(Entries from a collection)
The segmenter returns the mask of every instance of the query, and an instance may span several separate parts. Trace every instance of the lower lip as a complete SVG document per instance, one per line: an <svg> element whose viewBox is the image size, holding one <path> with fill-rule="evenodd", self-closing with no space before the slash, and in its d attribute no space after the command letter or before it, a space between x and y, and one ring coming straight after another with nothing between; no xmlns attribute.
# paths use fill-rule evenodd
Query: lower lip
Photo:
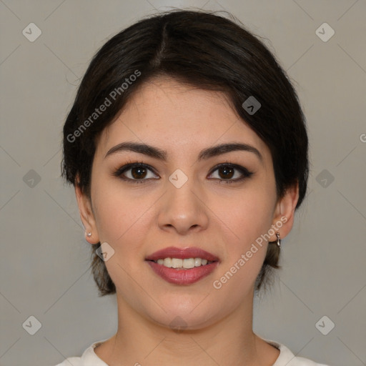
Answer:
<svg viewBox="0 0 366 366"><path fill-rule="evenodd" d="M189 269L175 269L153 261L147 261L152 270L165 281L176 285L191 285L208 276L217 267L219 262L195 267Z"/></svg>

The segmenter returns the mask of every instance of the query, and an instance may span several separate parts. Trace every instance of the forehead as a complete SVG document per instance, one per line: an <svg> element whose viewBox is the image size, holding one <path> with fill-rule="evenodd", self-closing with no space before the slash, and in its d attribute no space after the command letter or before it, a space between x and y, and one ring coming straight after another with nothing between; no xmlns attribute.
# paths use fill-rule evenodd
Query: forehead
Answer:
<svg viewBox="0 0 366 366"><path fill-rule="evenodd" d="M149 144L176 154L236 142L254 146L264 157L269 154L224 93L169 78L144 83L134 93L117 119L102 132L97 153L105 154L124 141Z"/></svg>

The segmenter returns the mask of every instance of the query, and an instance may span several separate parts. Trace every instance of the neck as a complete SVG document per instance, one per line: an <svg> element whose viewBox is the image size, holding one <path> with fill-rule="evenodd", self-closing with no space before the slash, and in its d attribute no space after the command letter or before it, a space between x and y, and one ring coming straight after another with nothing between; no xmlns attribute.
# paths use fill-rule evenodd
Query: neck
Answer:
<svg viewBox="0 0 366 366"><path fill-rule="evenodd" d="M109 366L236 365L238 360L246 366L272 365L278 351L274 355L275 349L252 331L252 295L250 301L243 301L217 322L181 330L142 317L117 295L117 332L94 352ZM268 347L272 352L270 361L264 356L268 357Z"/></svg>

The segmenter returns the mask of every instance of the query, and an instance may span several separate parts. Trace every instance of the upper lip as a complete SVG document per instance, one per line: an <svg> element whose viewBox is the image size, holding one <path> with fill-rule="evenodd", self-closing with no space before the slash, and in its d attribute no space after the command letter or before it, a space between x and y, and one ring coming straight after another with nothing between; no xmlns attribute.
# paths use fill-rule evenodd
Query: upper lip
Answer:
<svg viewBox="0 0 366 366"><path fill-rule="evenodd" d="M152 253L146 257L146 260L157 260L164 258L178 258L185 259L187 258L201 258L210 261L219 261L219 258L209 252L206 252L197 247L189 248L178 248L177 247L169 247L162 249Z"/></svg>

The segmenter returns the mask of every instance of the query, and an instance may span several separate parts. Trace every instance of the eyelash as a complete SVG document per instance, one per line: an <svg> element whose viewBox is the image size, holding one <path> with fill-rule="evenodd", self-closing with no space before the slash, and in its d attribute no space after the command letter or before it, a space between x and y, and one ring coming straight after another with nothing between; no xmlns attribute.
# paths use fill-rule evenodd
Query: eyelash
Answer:
<svg viewBox="0 0 366 366"><path fill-rule="evenodd" d="M149 179L132 179L131 178L122 177L122 175L124 172L126 172L128 170L130 170L133 168L138 168L138 167L145 168L145 169L152 172L155 175L157 175L154 172L154 170L152 168L150 168L150 167L149 165L144 164L142 162L134 162L134 163L130 162L129 164L127 164L124 165L123 167L121 167L120 168L117 169L114 173L112 173L112 175L114 175L114 177L117 177L124 181L131 182L133 184L144 183L146 181L149 180ZM219 169L219 168L234 169L239 171L242 174L242 177L237 178L236 179L219 179L217 178L214 178L216 179L218 179L220 182L220 184L221 184L221 182L223 182L225 184L231 184L231 183L237 182L242 182L242 181L246 179L247 178L249 178L254 174L252 172L249 172L247 168L245 168L244 167L237 165L236 164L230 163L229 162L227 162L225 163L219 164L214 167L214 168L211 171L209 175L212 175L214 172Z"/></svg>

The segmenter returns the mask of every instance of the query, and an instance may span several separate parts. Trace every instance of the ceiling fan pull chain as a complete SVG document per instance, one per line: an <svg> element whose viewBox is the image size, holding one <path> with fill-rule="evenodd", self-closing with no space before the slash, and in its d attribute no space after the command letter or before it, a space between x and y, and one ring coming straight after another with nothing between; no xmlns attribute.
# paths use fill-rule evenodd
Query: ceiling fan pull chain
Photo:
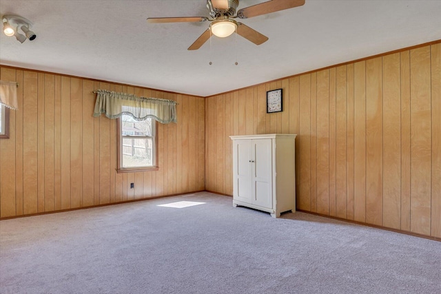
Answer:
<svg viewBox="0 0 441 294"><path fill-rule="evenodd" d="M210 65L213 64L212 62L212 30L209 30L209 62L208 64Z"/></svg>
<svg viewBox="0 0 441 294"><path fill-rule="evenodd" d="M236 47L236 62L234 63L234 65L237 65L238 64L237 63L237 54L238 54L237 52L238 51L237 50L237 26L236 27L235 32L236 32L236 34L235 34L235 36L234 36L234 46Z"/></svg>

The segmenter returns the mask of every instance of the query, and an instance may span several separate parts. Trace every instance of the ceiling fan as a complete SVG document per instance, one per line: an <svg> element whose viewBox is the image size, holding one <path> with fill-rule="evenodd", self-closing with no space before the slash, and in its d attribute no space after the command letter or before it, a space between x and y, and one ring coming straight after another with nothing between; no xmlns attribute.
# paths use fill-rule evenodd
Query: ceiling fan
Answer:
<svg viewBox="0 0 441 294"><path fill-rule="evenodd" d="M188 48L189 50L199 49L210 38L212 34L223 38L231 35L234 32L254 44L260 45L268 40L267 36L242 23L236 21L234 19L248 19L294 8L303 4L305 0L271 0L242 8L236 14L239 0L207 0L207 8L212 19L205 17L150 17L147 19L147 21L150 23L212 21L209 27Z"/></svg>

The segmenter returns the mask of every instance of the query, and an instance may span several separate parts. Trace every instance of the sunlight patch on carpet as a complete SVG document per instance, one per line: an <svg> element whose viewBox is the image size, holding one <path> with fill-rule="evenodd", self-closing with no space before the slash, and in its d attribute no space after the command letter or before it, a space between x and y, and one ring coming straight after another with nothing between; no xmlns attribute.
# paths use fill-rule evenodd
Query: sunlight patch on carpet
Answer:
<svg viewBox="0 0 441 294"><path fill-rule="evenodd" d="M161 204L163 207L173 207L173 208L185 208L194 205L205 204L205 202L196 202L194 201L178 201L177 202L167 203L166 204Z"/></svg>

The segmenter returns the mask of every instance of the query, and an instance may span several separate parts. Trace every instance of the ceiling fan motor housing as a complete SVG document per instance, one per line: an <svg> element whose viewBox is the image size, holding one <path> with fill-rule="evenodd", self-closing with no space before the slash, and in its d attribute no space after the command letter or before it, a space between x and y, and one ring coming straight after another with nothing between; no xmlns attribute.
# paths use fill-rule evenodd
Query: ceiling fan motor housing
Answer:
<svg viewBox="0 0 441 294"><path fill-rule="evenodd" d="M227 0L228 9L216 8L213 6L212 0L207 0L207 8L209 11L209 15L216 19L222 16L233 17L236 14L236 8L239 6L239 0Z"/></svg>

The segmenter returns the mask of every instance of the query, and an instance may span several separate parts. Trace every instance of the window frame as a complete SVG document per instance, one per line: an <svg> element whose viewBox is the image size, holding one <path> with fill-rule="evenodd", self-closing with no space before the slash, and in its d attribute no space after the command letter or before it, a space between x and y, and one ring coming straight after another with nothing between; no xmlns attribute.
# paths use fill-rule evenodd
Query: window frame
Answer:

*WORK REQUIRED*
Copy out every line of the records above word for word, keeping all of them, and leave the pictures out of your copy.

*EXERCISE ANSWER*
The segmenter returns the mask of every instance of the query, and an instance may span several separate parts. Trace every instance of the lower lip as a complete SVG document per instance, one per line: an <svg> element whose viewBox is the image size, holding one <path> with fill-rule="evenodd", self-closing with no space before the slash, and in its d attribute no space after the command letter or before it, a space between x and y, and one ring coming straight after another with nothing between; no xmlns attribute.
# paths use fill-rule evenodd
Query: lower lip
Photo:
Answer:
<svg viewBox="0 0 366 366"><path fill-rule="evenodd" d="M189 269L175 269L153 261L147 261L152 270L165 281L176 285L191 285L208 276L217 267L219 262L195 267Z"/></svg>

The segmenter returns the mask of every instance of the query, and an instance may span several separate parts. Trace every instance of the forehead as a complete SVG document per instance, one per line: an <svg> element whose viewBox is the image size, holding one <path> with fill-rule="evenodd", self-closing with no space before the slash, and in its d attribute no space after the command letter or before it, a space between x and y, and one ring coming straight after another with nothing between; no xmlns attribute.
# paths use fill-rule evenodd
Query: forehead
Answer:
<svg viewBox="0 0 366 366"><path fill-rule="evenodd" d="M149 144L176 154L236 142L254 146L264 157L269 154L224 93L169 78L144 83L134 93L117 119L102 132L97 153L105 154L124 141Z"/></svg>

The segmenter returns the mask of every instance of the query, and an instance may span several separate parts. Trace every instance of the neck as a complete SVG document per instance, one per line: an <svg> element whose viewBox is the image size, holding one <path> with fill-rule="evenodd", self-closing with no space before the slash, and in its d attribute no space after the command letter or before it, a space between x and y, and one ring coming straight after another with nothing between; no xmlns attribute.
# paths use fill-rule evenodd
Query: neck
Answer:
<svg viewBox="0 0 366 366"><path fill-rule="evenodd" d="M109 366L236 365L238 360L246 366L272 365L278 351L274 355L275 349L252 331L252 295L250 301L243 301L217 322L181 330L142 317L117 295L117 332L94 352ZM268 347L272 352L270 361L264 356L268 357Z"/></svg>

The segmenter returns the mask of every instance of the query, and an instance may span several separate parts. Trace every instance of the upper lip as a complete SVG document per instance, one per line: an <svg> element whose viewBox is the image size, holding one <path> with fill-rule="evenodd", self-closing with no space before the slash, and in its d attribute no space after the command letter or before it, a space between x and y, and one ring coming straight after another with nothing between; no xmlns attribute.
# paths use fill-rule evenodd
Query: upper lip
Answer:
<svg viewBox="0 0 366 366"><path fill-rule="evenodd" d="M152 253L146 257L146 260L157 260L164 258L178 258L185 259L187 258L201 258L210 261L219 261L219 258L209 252L206 252L197 247L189 248L178 248L177 247L169 247L162 249Z"/></svg>

The segmenter returns the mask of every instance of the query, and an instance may span several separate parts. Trace every instance of the eyelash as a complete SVG document per instance, one per line: an <svg> element whose viewBox is the image size, holding one <path> with fill-rule="evenodd", self-closing with no space before the slash, and in its d attribute no space after the command letter or before it, a space between x and y, and one ring coming straight after another with nothing between; no xmlns attribute.
# paths use fill-rule evenodd
Query: eyelash
Answer:
<svg viewBox="0 0 366 366"><path fill-rule="evenodd" d="M149 179L132 179L131 178L122 177L122 175L124 172L126 172L128 170L130 170L133 168L138 168L138 167L145 168L145 169L152 172L155 175L157 175L154 172L154 170L152 168L150 168L150 167L149 165L144 164L142 162L134 162L134 163L130 162L129 164L127 164L124 165L123 167L121 167L120 168L117 169L114 173L112 173L112 175L114 175L114 177L117 177L124 181L131 182L133 184L144 183L146 181L149 180ZM219 169L219 168L234 169L239 171L242 174L242 177L237 178L236 179L219 179L217 178L214 178L216 179L218 179L220 182L220 184L221 184L221 182L223 182L225 184L231 184L231 183L237 182L242 182L242 181L246 179L247 178L249 178L254 174L252 172L249 172L247 168L245 168L244 167L237 165L236 164L230 163L229 162L227 162L225 163L219 164L214 167L214 168L211 171L209 175L212 175L214 172Z"/></svg>

The segmenter returns the mask of every instance of the query, and an instance may span several separate parts. Trace every instance of the ceiling fan pull chain as a complete SVG document per instance, one per line: an <svg> element whose viewBox is the image size, holding one <path> with fill-rule="evenodd", self-closing with no space before the slash, and in its d attribute no space after the command letter or before it, a space between x and y, and one ring coming straight after another with nothing between; no xmlns attribute.
# paths use fill-rule evenodd
Query: ceiling fan pull chain
Photo:
Answer:
<svg viewBox="0 0 441 294"><path fill-rule="evenodd" d="M210 65L213 64L212 62L212 30L209 30L209 62L208 64Z"/></svg>
<svg viewBox="0 0 441 294"><path fill-rule="evenodd" d="M236 47L236 62L234 63L234 65L237 65L238 64L237 63L237 54L238 54L237 52L238 51L237 50L237 26L236 27L235 32L236 32L236 34L235 34L235 36L234 36L234 46Z"/></svg>

The segmenter returns the mask of every instance of the query, and an instance may span several separate parts. Trace every instance of the ceiling fan as a complete SVG document per instance, one per line: an <svg> element whose viewBox is the image size, holding one <path> with fill-rule="evenodd", self-closing with no space before the slash, and in its d attribute no space after the command letter or before it, a space between x and y, and one ring coming straight after another with nothing between; no xmlns attribute.
# paths use fill-rule evenodd
Query: ceiling fan
Answer:
<svg viewBox="0 0 441 294"><path fill-rule="evenodd" d="M188 48L189 50L199 49L210 38L212 34L223 38L231 35L234 32L254 44L260 45L268 40L267 36L242 23L236 21L234 19L248 19L294 8L303 4L305 0L271 0L242 8L236 14L239 0L207 0L207 8L212 19L205 17L150 17L147 19L147 21L150 23L212 21L209 27Z"/></svg>

The segmenter returns the mask of every instance of the query, and an instance may span several separate parts. Trace every instance of the sunlight patch on carpet as a complete SVG document per instance, one per line: an <svg> element whose viewBox is the image size, holding one <path> with fill-rule="evenodd", self-closing with no space before the slash, and in its d attribute no space after the command letter or before it, a space between x and y, and one ring coming straight after another with nothing between; no xmlns attribute.
# paths use fill-rule evenodd
Query: sunlight patch on carpet
Answer:
<svg viewBox="0 0 441 294"><path fill-rule="evenodd" d="M161 204L163 207L173 207L173 208L185 208L194 205L205 204L205 202L196 202L194 201L178 201L177 202L167 203L166 204Z"/></svg>

The segmenter returns the mask of every instance of the query, and an instance may span several separate parts. Trace every instance of the ceiling fan motor housing as a complete SVG document per instance, one per line: an <svg> element whose viewBox is the image size, holding one <path> with fill-rule="evenodd", self-closing with no space before the slash, and in its d attribute no space after the command letter or before it, a space between x and y, and one ring coming straight after another with nothing between; no xmlns attribute.
# paths use fill-rule evenodd
Query: ceiling fan motor housing
Answer:
<svg viewBox="0 0 441 294"><path fill-rule="evenodd" d="M227 0L228 9L216 8L213 6L212 0L207 0L207 8L209 11L209 15L216 19L222 16L233 17L236 14L236 8L239 6L239 0Z"/></svg>

The segmenter returns the mask of every instance of the query, and an instance may span several separate parts. Trace every instance of the window frame as a complete SVG document per instance, one per line: an <svg> element whose viewBox is the image size, holding one <path> with fill-rule="evenodd", self-closing with no space before the slash, and in its d attribute no space after the command letter or before it, a space between x and y, and one ring coming straight after another with nothing between; no xmlns attribute.
# paths use fill-rule evenodd
Query: window frame
Answer:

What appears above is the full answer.